GIVEN PROBLEM —
Continue the R tutorial on scatterplots, correlation, and bivariate regression, starting right after its last sentence.

SELECTED EXCERPT —
Start
We also used the annotate function from ggplot2 to add the actual correlation coefficient. While this is not always necessary, it can be helpful as you start to visualize what different correlation coefficients look like in the a scatterplot.

Because scatterplots can be so useful, the following function allows you to quickly create a scatterplot between any two variables in a dataset along with its Pearson’s R correlation coefficient. Functions are something that are manually created that allows the user to do the same thing more quickly and efficiently. In this function, you have to specify 3 things:

  1. Name of the dataset
  2. Name of the y variable
  3. Name of the x variable

To get a function to work, you have to first load it into your R environment. After it is loaded, you simply have to call the function to work and specify the required information. Note this function is also saved as a stand alone file on our Canvas page.

scatter <- function(data, x, y) {
  # Ensure the variables exist in the data frame
  if(!(x %in% names(data)) | !(y %in% names(data))) {
    stop("The specified variables are not in the data frame.")
  }
  
  # Calculate Pearson's correlation
  correlation <- cor(data[[x]], data[[y]], use = "complete.obs")
  
  # Create the scatterplot
  plot <- ggplot(data, aes(x = .data[[x]], y = .data[[y]])) +
    geom_point() +  # Scatter plot points
    geom_smooth(method = "lm", se = FALSE, color = "blue") +  # Linear best fit line
    labs(
      title = paste("Scatterplot of", y, "vs", x),
      x = x,
      y = y
    ) +
    theme_minimal() +
    annotate("text", 
             x = Inf, y = -Inf, 
             label = paste("Pearson's r =", round(correlation, 2)),
             hjust = 1.1, vjust = -0.5, 
             size = 4, color = "red")
  
  return(plot)
}

scatter(mtcars, "mpg", "wt")
## `geom_smooth()` using formula = 'y ~ x'

# Example usage
# df <- data.frame(var1 = rnorm(100), var2 = rnorm(100))
# scatter(df, "var1", "var2")

Bivariate Linear Regression

Correlations are useful in that they statistically assess how two variables are related to each other. While the coefficient is useful to us, it does not tell us other information that can be useful in understanding how one variable influences another.
End
PROVIDED DATA —
Start
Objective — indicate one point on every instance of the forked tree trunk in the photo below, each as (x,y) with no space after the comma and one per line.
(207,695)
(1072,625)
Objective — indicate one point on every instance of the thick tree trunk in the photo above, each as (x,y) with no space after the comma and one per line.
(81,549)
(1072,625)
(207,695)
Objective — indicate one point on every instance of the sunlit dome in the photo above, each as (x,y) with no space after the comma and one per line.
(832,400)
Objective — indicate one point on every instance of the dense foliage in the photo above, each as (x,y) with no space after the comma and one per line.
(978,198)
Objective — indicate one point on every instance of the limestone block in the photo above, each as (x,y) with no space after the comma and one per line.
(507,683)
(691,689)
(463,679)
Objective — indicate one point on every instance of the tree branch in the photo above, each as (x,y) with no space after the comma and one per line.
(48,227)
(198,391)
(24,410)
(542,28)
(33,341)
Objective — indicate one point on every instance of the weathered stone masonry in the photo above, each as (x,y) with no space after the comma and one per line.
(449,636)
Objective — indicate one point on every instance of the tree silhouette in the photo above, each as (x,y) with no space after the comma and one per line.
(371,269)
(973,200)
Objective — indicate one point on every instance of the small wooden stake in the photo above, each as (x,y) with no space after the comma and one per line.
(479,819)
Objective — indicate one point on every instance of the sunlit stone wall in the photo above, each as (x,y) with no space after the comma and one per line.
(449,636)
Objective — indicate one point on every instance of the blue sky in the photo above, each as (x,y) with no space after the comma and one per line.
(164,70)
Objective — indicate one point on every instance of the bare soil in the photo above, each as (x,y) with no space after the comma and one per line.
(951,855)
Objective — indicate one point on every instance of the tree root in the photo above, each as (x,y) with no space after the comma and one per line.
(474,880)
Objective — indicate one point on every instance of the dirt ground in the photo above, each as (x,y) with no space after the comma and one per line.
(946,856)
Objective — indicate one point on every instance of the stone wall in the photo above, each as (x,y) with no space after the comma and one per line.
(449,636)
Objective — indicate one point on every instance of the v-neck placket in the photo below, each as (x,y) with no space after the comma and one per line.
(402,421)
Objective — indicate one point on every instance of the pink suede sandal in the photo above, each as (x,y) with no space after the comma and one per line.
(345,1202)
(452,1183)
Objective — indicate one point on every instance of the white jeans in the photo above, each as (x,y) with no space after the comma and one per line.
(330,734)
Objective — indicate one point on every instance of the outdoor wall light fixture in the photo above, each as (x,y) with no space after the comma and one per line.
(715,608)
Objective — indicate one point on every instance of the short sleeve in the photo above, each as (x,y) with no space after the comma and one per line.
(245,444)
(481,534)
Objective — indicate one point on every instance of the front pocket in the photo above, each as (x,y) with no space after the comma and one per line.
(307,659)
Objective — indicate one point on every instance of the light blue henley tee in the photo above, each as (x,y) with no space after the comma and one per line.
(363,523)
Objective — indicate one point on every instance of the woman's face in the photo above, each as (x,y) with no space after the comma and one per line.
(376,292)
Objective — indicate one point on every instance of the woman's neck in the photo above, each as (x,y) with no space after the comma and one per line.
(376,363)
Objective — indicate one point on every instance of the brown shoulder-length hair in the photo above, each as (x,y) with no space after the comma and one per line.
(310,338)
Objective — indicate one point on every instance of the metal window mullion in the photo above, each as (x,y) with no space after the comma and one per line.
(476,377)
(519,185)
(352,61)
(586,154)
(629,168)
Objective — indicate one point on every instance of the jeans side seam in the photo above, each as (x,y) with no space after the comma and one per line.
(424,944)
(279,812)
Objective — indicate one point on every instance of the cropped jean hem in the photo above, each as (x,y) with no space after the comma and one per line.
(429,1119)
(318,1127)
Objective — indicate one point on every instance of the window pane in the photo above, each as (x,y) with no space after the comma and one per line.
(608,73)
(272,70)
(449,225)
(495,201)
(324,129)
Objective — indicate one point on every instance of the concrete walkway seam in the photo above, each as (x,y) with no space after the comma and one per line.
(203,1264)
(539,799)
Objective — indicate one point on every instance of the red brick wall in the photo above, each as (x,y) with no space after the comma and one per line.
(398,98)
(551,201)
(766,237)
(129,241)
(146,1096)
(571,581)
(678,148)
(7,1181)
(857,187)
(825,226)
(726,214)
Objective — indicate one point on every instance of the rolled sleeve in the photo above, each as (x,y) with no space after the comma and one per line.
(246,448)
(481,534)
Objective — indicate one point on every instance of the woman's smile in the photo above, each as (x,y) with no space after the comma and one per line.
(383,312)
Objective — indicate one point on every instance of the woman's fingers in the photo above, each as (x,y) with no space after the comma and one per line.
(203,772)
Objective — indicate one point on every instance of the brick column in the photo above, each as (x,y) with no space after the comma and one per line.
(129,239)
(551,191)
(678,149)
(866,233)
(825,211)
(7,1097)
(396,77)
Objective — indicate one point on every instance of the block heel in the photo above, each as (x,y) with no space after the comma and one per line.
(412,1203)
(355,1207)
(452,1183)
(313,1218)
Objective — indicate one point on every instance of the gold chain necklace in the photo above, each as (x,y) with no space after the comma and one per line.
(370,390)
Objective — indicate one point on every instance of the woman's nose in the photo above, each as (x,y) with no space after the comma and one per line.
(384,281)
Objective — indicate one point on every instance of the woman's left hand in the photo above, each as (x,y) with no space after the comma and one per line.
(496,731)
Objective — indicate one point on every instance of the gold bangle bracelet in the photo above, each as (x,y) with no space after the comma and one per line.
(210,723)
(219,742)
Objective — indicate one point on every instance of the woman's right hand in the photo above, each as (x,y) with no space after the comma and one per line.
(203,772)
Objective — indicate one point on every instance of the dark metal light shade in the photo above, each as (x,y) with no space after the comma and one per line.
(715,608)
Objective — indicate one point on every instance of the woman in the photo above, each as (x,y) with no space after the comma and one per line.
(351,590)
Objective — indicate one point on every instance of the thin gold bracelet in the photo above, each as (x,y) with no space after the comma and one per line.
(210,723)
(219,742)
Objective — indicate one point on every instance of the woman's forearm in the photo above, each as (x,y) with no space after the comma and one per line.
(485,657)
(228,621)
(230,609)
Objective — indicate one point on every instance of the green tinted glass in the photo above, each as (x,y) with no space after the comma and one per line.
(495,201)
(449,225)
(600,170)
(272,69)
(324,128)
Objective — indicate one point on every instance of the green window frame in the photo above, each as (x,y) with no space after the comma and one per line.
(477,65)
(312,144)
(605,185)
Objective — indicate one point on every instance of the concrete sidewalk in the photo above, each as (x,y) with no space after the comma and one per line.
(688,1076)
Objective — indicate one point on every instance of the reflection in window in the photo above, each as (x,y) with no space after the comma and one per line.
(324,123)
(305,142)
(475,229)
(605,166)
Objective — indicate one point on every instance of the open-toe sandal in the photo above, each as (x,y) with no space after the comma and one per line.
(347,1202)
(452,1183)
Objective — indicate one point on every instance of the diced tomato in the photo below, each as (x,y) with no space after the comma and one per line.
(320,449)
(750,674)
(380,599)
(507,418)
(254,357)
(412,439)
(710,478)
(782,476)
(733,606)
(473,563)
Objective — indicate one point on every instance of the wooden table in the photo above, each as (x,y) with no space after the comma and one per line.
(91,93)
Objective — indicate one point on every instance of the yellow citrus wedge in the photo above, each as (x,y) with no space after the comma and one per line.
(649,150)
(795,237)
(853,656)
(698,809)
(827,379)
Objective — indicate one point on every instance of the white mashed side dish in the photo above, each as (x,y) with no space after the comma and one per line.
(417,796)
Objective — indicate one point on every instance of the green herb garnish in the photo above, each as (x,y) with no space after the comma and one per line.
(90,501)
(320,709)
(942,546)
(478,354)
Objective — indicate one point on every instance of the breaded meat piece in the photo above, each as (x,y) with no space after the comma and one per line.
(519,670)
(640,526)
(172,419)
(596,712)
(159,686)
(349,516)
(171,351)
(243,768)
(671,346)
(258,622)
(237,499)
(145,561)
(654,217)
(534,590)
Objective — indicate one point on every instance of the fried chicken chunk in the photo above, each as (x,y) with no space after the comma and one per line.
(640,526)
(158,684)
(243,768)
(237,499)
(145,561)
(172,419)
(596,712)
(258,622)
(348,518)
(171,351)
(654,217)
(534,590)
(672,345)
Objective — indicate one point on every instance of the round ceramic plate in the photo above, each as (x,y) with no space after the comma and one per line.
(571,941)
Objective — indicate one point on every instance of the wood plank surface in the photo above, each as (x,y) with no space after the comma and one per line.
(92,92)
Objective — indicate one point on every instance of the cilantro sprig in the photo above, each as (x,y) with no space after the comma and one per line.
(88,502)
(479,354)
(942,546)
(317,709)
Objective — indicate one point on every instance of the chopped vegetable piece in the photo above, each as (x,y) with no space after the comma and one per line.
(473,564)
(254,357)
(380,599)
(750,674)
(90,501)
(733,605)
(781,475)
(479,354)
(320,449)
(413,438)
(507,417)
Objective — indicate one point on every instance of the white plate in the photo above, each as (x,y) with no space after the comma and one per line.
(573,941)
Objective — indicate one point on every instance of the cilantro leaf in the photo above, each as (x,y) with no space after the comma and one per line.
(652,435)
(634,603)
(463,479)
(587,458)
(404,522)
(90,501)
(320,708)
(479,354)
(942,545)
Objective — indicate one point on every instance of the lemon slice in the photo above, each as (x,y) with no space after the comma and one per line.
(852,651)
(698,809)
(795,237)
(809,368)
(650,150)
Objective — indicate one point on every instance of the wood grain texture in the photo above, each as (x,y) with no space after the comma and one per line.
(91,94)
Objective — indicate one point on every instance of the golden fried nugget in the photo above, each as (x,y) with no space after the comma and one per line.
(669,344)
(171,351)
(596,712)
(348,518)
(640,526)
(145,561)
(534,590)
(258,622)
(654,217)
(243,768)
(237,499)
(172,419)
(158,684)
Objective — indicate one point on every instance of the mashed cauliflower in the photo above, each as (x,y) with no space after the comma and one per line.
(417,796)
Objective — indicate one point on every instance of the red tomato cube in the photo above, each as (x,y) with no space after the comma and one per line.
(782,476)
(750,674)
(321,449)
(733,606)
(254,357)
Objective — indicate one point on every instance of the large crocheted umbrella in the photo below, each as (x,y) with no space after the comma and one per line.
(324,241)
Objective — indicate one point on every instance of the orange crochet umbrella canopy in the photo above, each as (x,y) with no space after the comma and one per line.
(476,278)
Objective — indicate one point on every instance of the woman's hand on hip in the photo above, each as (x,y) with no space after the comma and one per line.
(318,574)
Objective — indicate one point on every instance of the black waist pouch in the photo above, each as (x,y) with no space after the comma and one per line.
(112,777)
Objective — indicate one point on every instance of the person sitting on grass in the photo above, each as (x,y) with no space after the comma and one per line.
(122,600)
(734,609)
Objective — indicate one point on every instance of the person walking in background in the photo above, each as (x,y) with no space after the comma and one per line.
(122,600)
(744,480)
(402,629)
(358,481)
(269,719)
End
ANSWER TO THIS EXERCISE —
We turn to bivariate - meaning two variables - linear regression to better assess the real-world influence of some x on some y. Linear regression is one of most frequently used analytic approaches because of its simplicity yet strength. As we will see, a linear regression provides us with additional information that correlation coefficients do not. Most notably, the beta weight which is the estimated real-world impact on expected y for increasing the x variable by 1 unit. This technique allows us to better understand the world and how variables are inter-related compared to correlations. Once again though, this is considered a correlational approach in most instances. You have to use theory and empirics to argue for causation with observational data.

Bivariate OLS: MPG and Horsepower

What is the estimated impact of increasing a car’s horsepower on the average miles per gallon for a car in the 1970s? Above we saw a strong correlation between the two variables of -.776 (Pearson’s R). While this reveals a strong relationship between the two, it does not tell us the real-world impact of increasing horsepower in a car on miles-per-gallon estimates. That number would be useful to car engineer’s working to increase MPG in their fleet.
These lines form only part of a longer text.